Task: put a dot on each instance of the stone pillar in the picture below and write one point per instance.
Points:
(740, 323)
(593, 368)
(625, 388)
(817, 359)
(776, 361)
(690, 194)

*WHAT IS EXPECTED*. Print the full listing verbatim. Leave nothing out.

*SOLUTION TO THIS EXERCISE*.
Task: put a dot on each instance of the stone pillar in the picture below and write one point per instance.
Points:
(740, 323)
(593, 368)
(625, 388)
(817, 359)
(776, 361)
(690, 194)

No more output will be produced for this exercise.